Replicate the data exactly, every line included.
(Beginning of Supplied information)
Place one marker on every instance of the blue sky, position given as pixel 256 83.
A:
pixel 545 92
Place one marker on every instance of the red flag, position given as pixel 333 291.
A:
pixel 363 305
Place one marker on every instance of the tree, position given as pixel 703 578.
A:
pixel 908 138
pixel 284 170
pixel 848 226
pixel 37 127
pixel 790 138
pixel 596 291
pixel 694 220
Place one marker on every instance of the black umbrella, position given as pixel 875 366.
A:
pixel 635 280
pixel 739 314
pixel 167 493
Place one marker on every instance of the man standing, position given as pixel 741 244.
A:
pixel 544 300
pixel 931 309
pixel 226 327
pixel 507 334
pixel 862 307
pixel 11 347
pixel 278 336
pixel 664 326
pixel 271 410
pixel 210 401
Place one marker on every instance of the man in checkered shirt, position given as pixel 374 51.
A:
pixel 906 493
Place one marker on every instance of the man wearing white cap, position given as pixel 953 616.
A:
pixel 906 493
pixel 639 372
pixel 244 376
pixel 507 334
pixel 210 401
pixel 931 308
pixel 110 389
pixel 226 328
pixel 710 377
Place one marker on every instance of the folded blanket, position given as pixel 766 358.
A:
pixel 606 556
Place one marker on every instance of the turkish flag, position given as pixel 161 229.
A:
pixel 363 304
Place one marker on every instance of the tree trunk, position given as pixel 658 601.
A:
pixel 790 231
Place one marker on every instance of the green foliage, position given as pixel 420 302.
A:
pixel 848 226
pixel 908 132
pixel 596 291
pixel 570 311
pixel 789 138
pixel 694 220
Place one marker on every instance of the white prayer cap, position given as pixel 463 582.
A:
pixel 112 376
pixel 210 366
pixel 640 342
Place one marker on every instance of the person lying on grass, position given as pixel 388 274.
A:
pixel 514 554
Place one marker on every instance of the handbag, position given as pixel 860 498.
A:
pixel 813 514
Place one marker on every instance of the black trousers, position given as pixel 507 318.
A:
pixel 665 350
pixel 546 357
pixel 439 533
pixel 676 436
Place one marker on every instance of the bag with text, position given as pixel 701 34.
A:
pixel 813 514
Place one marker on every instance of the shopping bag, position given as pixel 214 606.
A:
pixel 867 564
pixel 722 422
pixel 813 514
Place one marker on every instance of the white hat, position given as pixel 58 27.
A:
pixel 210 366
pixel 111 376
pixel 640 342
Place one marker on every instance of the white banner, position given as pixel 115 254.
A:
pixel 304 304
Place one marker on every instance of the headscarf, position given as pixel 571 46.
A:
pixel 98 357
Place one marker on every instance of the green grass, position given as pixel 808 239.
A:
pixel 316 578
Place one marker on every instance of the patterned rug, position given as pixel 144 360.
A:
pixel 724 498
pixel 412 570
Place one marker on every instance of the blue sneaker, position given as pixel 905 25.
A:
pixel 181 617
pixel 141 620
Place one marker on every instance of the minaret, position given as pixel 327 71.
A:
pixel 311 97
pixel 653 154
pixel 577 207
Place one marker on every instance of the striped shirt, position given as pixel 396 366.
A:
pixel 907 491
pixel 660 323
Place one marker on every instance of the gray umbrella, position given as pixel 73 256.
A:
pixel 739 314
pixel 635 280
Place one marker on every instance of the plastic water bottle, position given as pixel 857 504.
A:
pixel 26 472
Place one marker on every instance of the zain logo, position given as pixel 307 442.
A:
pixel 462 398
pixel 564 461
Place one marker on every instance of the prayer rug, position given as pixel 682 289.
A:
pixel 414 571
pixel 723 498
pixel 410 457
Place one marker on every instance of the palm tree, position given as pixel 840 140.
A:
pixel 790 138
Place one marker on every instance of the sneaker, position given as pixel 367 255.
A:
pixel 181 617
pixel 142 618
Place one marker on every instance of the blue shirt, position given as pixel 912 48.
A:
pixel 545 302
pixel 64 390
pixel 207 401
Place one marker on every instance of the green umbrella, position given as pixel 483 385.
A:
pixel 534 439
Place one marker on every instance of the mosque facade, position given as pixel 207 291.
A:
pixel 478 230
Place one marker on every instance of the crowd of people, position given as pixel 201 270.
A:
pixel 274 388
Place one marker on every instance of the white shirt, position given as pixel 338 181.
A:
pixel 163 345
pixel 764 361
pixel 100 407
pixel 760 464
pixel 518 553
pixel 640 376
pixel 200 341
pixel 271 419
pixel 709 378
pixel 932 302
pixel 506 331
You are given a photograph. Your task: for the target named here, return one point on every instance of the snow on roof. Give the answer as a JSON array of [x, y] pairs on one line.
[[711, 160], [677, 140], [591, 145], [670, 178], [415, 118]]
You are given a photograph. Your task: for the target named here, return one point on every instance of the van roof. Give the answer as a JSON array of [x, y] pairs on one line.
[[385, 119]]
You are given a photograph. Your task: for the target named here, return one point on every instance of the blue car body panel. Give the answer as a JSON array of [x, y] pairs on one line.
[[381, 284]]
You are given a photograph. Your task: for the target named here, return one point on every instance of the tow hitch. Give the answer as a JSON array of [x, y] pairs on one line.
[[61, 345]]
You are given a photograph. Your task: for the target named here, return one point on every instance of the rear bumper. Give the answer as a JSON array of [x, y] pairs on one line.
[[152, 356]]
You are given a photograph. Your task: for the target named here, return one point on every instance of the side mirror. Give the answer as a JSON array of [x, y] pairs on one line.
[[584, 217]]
(End of Supplied information)
## Answer to the problem
Place one marker on every instance of the blue sky, position given as pixel 256 83.
A:
pixel 545 92
Place one marker on every instance of the red flag, position given as pixel 333 291.
A:
pixel 363 305
Place one marker on every instance of the tree, position given as pixel 703 578.
A:
pixel 908 138
pixel 284 170
pixel 848 226
pixel 37 127
pixel 790 138
pixel 596 291
pixel 694 220
Place one marker on every instance of the black umbrella, position given as pixel 875 366.
A:
pixel 635 280
pixel 739 314
pixel 167 493
Place one marker on every instance of the man standing, position given as pixel 741 244.
A:
pixel 544 300
pixel 931 309
pixel 226 327
pixel 507 334
pixel 862 307
pixel 11 347
pixel 278 336
pixel 664 326
pixel 271 410
pixel 210 401
Place one marker on every instance of the man in checkered shirt, position given as pixel 374 51.
A:
pixel 906 493
Place one marker on every instance of the man wearing white cap, position given as pixel 953 616.
A:
pixel 906 493
pixel 639 372
pixel 244 376
pixel 507 334
pixel 210 401
pixel 931 308
pixel 110 389
pixel 226 328
pixel 710 377
Place one marker on every instance of the folded blanket, position given as pixel 766 358.
A:
pixel 606 556
Place one marker on every instance of the turkish flag, position given as pixel 161 229.
A:
pixel 363 304
Place one marker on every instance of the tree trunk, position given as pixel 658 601.
A:
pixel 790 231
Place one marker on every instance of the green foliage, position given as pixel 420 302.
A:
pixel 848 226
pixel 908 132
pixel 596 291
pixel 570 311
pixel 789 138
pixel 694 220
Place one marker on every instance of the white prayer cap, position given as pixel 463 582.
A:
pixel 112 376
pixel 210 366
pixel 640 342
Place one marker on every instance of the person lying on grass, position given as pixel 388 274.
A:
pixel 514 554
Place one marker on every instance of the handbag, position given as pixel 860 498.
A:
pixel 813 514
Place one marker on every instance of the black trousers, position given as pixel 507 318.
A:
pixel 665 350
pixel 546 357
pixel 439 533
pixel 676 436
Place one marker on every instance of the bag with text, position given as pixel 701 34.
A:
pixel 813 514
Place one marker on every instance of the shopping bag, position given as pixel 214 606.
A:
pixel 867 564
pixel 722 422
pixel 813 514
Place one marker on every instance of the white hat, position given as pixel 58 27.
A:
pixel 210 366
pixel 111 376
pixel 640 342
Place one marker on every instance of the white banner, position given as pixel 115 254.
A:
pixel 304 304
Place one marker on every instance of the headscarf, position given as pixel 571 46.
A:
pixel 98 357
Place one marker on every instance of the green grass, position given as pixel 808 239.
A:
pixel 316 578
Place one marker on every instance of the patterned rug, position given as pixel 144 360.
A:
pixel 724 498
pixel 412 570
Place one marker on every instance of the blue sneaker, position given as pixel 905 25.
A:
pixel 181 617
pixel 141 620
Place one marker on every instance of the minaret, position given as pixel 327 71.
A:
pixel 311 97
pixel 653 154
pixel 577 207
Place one marker on every instance of the striped shirt, position given as pixel 396 366.
A:
pixel 907 491
pixel 660 323
Place one marker on every instance of the gray umbrella, position given as pixel 73 256.
A:
pixel 739 314
pixel 635 280
Place one marker on every instance of the plastic water bottle, position given as pixel 857 504.
A:
pixel 26 472
Place one marker on every instance of the zain logo, position given as pixel 307 442.
A:
pixel 462 398
pixel 564 461
Place one marker on every instance of the prayer rug, position given as pixel 682 289.
A:
pixel 414 571
pixel 723 498
pixel 410 457
Place one marker on every instance of the palm tree, position given as pixel 840 140.
A:
pixel 790 138
Place one marker on every instance of the sneaker, position given as pixel 367 255.
A:
pixel 181 617
pixel 142 618
Place one marker on every instance of the blue shirt, position given as pixel 912 48.
A:
pixel 545 302
pixel 64 390
pixel 207 401
Place one marker on every instance of the green umbrella, position given as pixel 483 385.
A:
pixel 534 439
Place one marker on every instance of the mosque facade, position given as pixel 207 291.
A:
pixel 478 230
Place one marker on every instance of the crowd of people, position given as pixel 201 270.
A:
pixel 274 388
Place one marker on every instance of the white shirt, position given as pixel 338 181.
A:
pixel 163 345
pixel 764 361
pixel 100 407
pixel 760 464
pixel 518 553
pixel 640 376
pixel 200 341
pixel 271 419
pixel 709 378
pixel 932 302
pixel 506 331
You are given a photograph. Your task: for the target named here, return one point on every instance of the snow on roof. Give the answer as a JSON array of [x, y] pairs on one line.
[[711, 160], [677, 140], [591, 145], [670, 178], [415, 118]]
You are given a photograph. Your task: for the target named here, return one point on every instance of the van roof. Give the answer as a JSON array of [x, y] pairs on one line.
[[385, 119]]
You are given a photograph. Your task: for the target named here, return one point on every instance of the blue car body panel. Give the answer as a JSON array of [x, y] pairs on one line.
[[381, 284]]
You are given a photograph. Your task: for the target named here, return one point on every instance of the tow hitch. Give the answer as a JSON array of [x, y] pairs on one line.
[[61, 345]]
You are given a photograph. Your task: for the target named here, return one point on every instance of the rear bumper. Give the answer as a JSON array of [x, y] pairs on one line.
[[152, 356]]
You are given a photograph. Your task: for the target named here, return one point on every instance of the side mirror. Give the answer as a JSON array of [x, y] pairs on one line.
[[584, 217]]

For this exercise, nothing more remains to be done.